### Assignment
For the data below, give again exactly the lines from the one containing "find the wooden clothespin" through the one containing "find the concrete step", both ends included, and no others.

### Material provided
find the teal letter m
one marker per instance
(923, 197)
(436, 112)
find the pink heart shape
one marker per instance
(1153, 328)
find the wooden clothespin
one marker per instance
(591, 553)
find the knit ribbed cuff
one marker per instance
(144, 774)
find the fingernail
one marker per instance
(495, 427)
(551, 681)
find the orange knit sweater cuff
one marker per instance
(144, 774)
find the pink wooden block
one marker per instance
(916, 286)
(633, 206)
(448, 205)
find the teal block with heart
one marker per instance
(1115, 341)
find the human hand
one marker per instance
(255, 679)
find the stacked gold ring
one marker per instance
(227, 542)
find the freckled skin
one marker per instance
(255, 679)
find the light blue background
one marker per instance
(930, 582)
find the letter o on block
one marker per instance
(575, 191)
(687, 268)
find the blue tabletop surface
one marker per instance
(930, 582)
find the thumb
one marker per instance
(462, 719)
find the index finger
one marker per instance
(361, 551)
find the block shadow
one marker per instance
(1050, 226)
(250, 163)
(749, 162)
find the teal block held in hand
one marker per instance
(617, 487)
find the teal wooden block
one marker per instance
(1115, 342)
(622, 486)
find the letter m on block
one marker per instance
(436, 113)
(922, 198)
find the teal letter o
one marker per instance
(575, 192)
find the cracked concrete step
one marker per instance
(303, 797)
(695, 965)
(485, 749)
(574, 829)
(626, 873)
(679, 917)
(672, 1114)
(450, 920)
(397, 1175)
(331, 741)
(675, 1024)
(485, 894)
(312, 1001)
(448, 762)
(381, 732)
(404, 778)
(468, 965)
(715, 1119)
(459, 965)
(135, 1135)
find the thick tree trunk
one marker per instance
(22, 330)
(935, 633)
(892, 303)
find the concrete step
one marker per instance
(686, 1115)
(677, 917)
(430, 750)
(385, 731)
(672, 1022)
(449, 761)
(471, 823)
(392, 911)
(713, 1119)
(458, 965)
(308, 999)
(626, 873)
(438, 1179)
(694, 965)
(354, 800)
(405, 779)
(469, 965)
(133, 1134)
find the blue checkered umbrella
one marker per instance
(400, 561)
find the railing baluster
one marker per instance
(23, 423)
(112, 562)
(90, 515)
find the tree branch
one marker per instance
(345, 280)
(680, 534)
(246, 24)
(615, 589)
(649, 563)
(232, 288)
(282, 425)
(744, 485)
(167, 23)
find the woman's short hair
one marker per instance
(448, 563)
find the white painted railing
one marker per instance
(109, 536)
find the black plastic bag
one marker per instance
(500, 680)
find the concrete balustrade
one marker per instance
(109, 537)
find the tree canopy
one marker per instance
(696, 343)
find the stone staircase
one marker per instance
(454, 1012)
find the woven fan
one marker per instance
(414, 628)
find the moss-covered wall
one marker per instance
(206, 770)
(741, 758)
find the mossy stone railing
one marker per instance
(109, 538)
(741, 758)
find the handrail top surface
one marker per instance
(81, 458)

### Final answer
find the wooden clothespin
one marker per instance
(591, 553)
find the knit ribbed cuff
one marker per instance
(144, 774)
find the fingernail
one marker per instance
(495, 427)
(551, 681)
find the orange knit sweater cuff
one marker per instance
(144, 774)
find the pink wooden block
one marker per instance
(916, 286)
(633, 206)
(448, 205)
find the teal block with heart
one marker per instance
(1115, 341)
find the human hand
one marker per instance
(255, 679)
find the stacked gold ring
one marker per instance
(227, 542)
find the freckled skin
one marker per instance
(255, 679)
find the light blue background
one marker per instance
(930, 582)
find the letter o on block
one marker per instance
(575, 191)
(687, 268)
find the blue tabletop surface
one marker per instance
(930, 582)
find the thumb
one marker per instance
(462, 719)
find the index finger
one marker per instance
(361, 551)
find the block shadow
one marker per instance
(1050, 226)
(250, 163)
(749, 162)
find the teal block held in hand
one marker per instance
(617, 487)
find the teal wooden block
one marker per instance
(1115, 342)
(622, 486)
find the letter m on block
one marker per instance
(436, 113)
(922, 198)
find the teal letter o
one marker per instance
(575, 192)
find the cracked concrete step
one marker per instance
(303, 797)
(695, 965)
(485, 749)
(574, 829)
(626, 873)
(679, 917)
(672, 1114)
(450, 920)
(397, 1175)
(331, 741)
(675, 1024)
(485, 894)
(312, 1001)
(448, 762)
(381, 732)
(404, 778)
(468, 965)
(715, 1119)
(459, 965)
(135, 1135)
find the thick tree trunk
one marker per instance
(22, 330)
(935, 633)
(892, 303)
find the concrete step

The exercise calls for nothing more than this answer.